* [Image point grounding data]
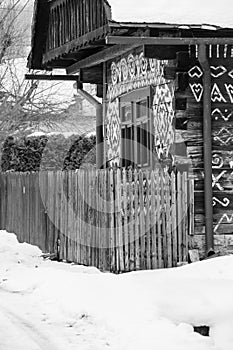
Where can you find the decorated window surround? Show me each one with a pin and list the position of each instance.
(137, 133)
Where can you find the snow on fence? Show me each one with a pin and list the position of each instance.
(112, 219)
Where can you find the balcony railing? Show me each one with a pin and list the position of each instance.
(71, 19)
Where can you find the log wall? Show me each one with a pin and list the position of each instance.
(221, 64)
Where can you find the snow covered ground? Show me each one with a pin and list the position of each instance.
(56, 306)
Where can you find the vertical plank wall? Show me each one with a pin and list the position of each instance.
(113, 219)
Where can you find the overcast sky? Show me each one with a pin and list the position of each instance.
(219, 12)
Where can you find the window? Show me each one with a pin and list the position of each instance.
(136, 129)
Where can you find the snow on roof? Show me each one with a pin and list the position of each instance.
(174, 11)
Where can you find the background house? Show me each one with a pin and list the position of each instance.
(167, 91)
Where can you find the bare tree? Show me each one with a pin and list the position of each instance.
(24, 105)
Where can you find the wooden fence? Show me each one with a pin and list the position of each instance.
(112, 219)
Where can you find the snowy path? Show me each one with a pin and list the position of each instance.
(57, 306)
(18, 332)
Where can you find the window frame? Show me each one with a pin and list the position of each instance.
(131, 127)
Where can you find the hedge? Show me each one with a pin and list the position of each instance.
(53, 152)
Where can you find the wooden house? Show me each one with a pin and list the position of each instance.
(167, 93)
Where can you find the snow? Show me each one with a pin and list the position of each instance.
(45, 304)
(171, 11)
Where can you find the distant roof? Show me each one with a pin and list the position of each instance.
(219, 13)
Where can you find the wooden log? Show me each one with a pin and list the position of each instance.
(158, 215)
(125, 220)
(147, 220)
(154, 262)
(131, 223)
(136, 210)
(174, 219)
(168, 220)
(142, 223)
(112, 222)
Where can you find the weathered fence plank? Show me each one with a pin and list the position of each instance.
(113, 219)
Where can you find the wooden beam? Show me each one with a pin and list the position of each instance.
(100, 57)
(162, 52)
(82, 42)
(51, 77)
(92, 75)
(130, 40)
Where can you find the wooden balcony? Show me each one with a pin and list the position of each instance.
(71, 19)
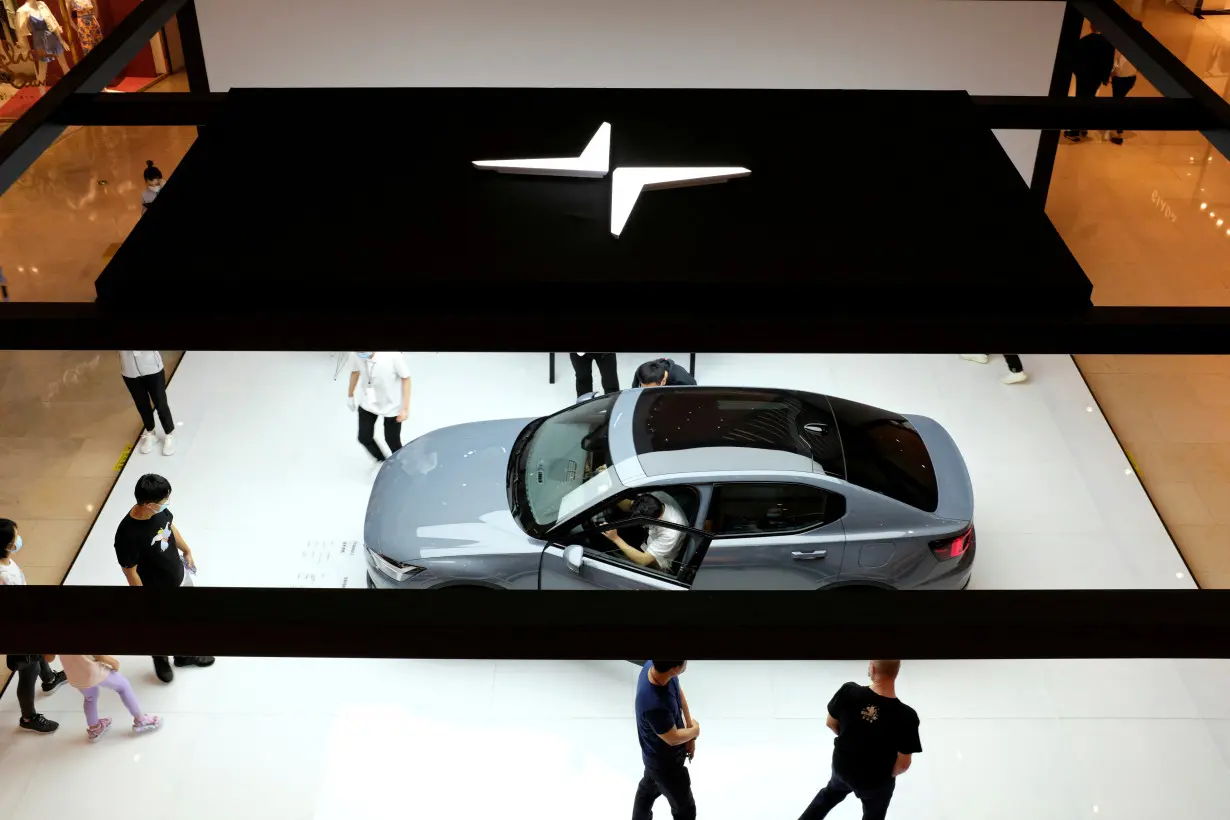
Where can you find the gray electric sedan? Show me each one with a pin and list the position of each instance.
(773, 488)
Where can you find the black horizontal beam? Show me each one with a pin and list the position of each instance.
(1159, 65)
(1030, 113)
(594, 625)
(35, 132)
(146, 108)
(1058, 113)
(426, 322)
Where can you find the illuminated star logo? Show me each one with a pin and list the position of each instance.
(626, 182)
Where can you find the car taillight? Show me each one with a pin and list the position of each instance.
(956, 547)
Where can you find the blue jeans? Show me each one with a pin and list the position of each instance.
(875, 800)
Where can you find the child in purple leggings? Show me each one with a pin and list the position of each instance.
(91, 673)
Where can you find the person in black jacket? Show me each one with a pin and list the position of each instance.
(662, 373)
(1092, 67)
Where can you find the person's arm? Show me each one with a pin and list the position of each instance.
(182, 546)
(405, 400)
(677, 737)
(683, 702)
(636, 556)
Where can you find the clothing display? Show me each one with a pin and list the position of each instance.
(11, 575)
(36, 21)
(85, 21)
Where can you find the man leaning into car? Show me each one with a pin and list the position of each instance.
(662, 544)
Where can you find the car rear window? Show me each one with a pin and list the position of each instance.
(886, 455)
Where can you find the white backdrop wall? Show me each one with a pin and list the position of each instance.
(985, 48)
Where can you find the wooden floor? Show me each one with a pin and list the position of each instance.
(1132, 215)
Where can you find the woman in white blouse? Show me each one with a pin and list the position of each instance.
(146, 382)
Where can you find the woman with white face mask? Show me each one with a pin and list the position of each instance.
(153, 185)
(379, 390)
(28, 668)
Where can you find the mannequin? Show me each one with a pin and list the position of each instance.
(85, 21)
(37, 25)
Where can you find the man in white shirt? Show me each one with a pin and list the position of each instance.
(145, 379)
(663, 544)
(383, 384)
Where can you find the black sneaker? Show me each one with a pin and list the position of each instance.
(55, 682)
(38, 724)
(162, 669)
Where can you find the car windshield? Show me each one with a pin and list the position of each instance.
(566, 464)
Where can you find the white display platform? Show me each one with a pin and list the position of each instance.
(271, 488)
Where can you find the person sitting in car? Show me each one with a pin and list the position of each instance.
(662, 373)
(662, 542)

* [TASK OBJECTIVE]
Leave out the pictures, and give all the records again exactly.

* [WRITTEN SOLUTION]
Where can you find the decorated window surround? Show me each one with a pin and list the position of each instance.
(137, 133)
Where can you find the snow on fence? Show me each one with a pin and list the position of each instance.
(112, 219)
Where can you find the balcony railing? Show me each one with a pin and list the position of each instance.
(71, 19)
Where can you find the log wall? Show me each one with a pin and list the position of each instance.
(221, 64)
Where can you find the snow covered ground? Show me each one with a pin and list the position of each instance.
(56, 306)
Where can you find the vertical plank wall? Show me each one with a pin and list the position of each instance.
(113, 219)
Where can you find the overcast sky? Show me each one with a pin and list the position of each instance.
(219, 12)
Where can you find the window? Show me each one with a pin and list the position of each instance.
(136, 129)
Where can you find the snow on roof? Show me each one with a pin and list the position of each instance.
(174, 11)
Where can you find the background house? Show me each one with a pin and list the position of each instance.
(167, 91)
Where can you find the bare tree? Show me each one with a pin and list the position of each instance.
(24, 105)
Where can you find the wooden fence? Show me each one with a pin and list the position of each instance.
(112, 219)
Where can you find the snowy path? Show me each one with a pin and list the position of each instance.
(57, 306)
(18, 332)
Where can you find the window frame? Show me each one with a pin and list the position of each instance.
(131, 127)
Where can you find the hedge? Show me each one with a pin and list the position of each instance.
(53, 152)
Where can you find the wooden house? Show me each one with a pin and list the position of each instance.
(167, 93)
Where can you find the snow? Show me each one with a pin and list the position of each instance.
(45, 304)
(171, 11)
Where can you find the distant roof? Show me each one with a pin and list the position of each instance.
(219, 13)
Where can you find the wooden log? Show me each one with a pin and list the position of each instance.
(158, 215)
(125, 220)
(147, 220)
(154, 262)
(131, 223)
(136, 210)
(174, 219)
(168, 220)
(142, 223)
(112, 222)
Where can you find the weathered fence plank? Show me each one with a pin and list the position of each instance.
(113, 219)
Where can you find the wooden beam? Show me each one with a pin and list the position of each instance.
(100, 57)
(162, 52)
(82, 42)
(51, 77)
(92, 75)
(130, 40)
Where can you find the wooden balcony? Show me each one with a pin and list the position of each instance.
(71, 19)
Where can you find the gray electric sedan? Show me each one with a pin and list the position of each instance.
(773, 488)
Where can you find the black horizontal beam? Show me each one with a pin and list the position of each instance.
(1159, 65)
(1030, 113)
(594, 625)
(35, 132)
(146, 108)
(1058, 113)
(426, 322)
Where can you find the illuminated star logo? Show me each one with a pin and list the position of each instance.
(626, 182)
Where can you find the car taillight? Show me each one with a pin and list the position of each instance.
(956, 547)
Where can you find the blue jeans? Show me each one with a pin and list the position of each instance.
(875, 800)
Where can you find the child in purple leggings? Show me each one with a pin and list the position of each instance.
(91, 673)
Where can you find the person in black jacket? Show me each one with a pin and list the position of each instance.
(662, 373)
(1092, 67)
Where can you find the person's arm? Show me each one with a pin and list the position of each instance.
(182, 546)
(405, 400)
(677, 737)
(683, 702)
(636, 556)
Where can you find the clothing display? Show me each one with a pin and list the position of each instance.
(11, 575)
(36, 21)
(85, 21)
Where can you find the man leaning into car? Show me each one with a pin and list the position of each instance.
(662, 544)
Where can you find the car rear window? Show me each one with a pin and list the position of each instance.
(886, 455)
Where can you find the white backdrop wall? Show me each one with a pin and list the position of each instance.
(985, 48)
Where can you find the wooden floor? Show me each one with a pin and list the position of each instance.
(1132, 215)
Where can you find the woman in white blouse? Show me each one with a pin and list the position of each instance.
(146, 382)
Where can you find the woman with white face mask? Show me each one with a pin and list the position of each instance.
(153, 185)
(379, 390)
(28, 668)
Where can you find the mannequin? Show me each one with a pin and list the position of each instance.
(85, 21)
(37, 25)
Where can you find the man in white shirt? Show me each one with a pin and list the position of each instance.
(145, 379)
(663, 544)
(383, 384)
Where can you find the black sneaker? Show me each one with a pin and list the position of each instance.
(55, 682)
(38, 724)
(162, 669)
Where can you find the car windshield? Show me each one with a pin and list the position of each instance.
(566, 464)
Where can you find the white display platform? Show me each one with a pin and list the position of each instance.
(271, 488)
Where can you find the person sitting in car? Show me each one with a pin and list the position of each instance.
(662, 373)
(662, 542)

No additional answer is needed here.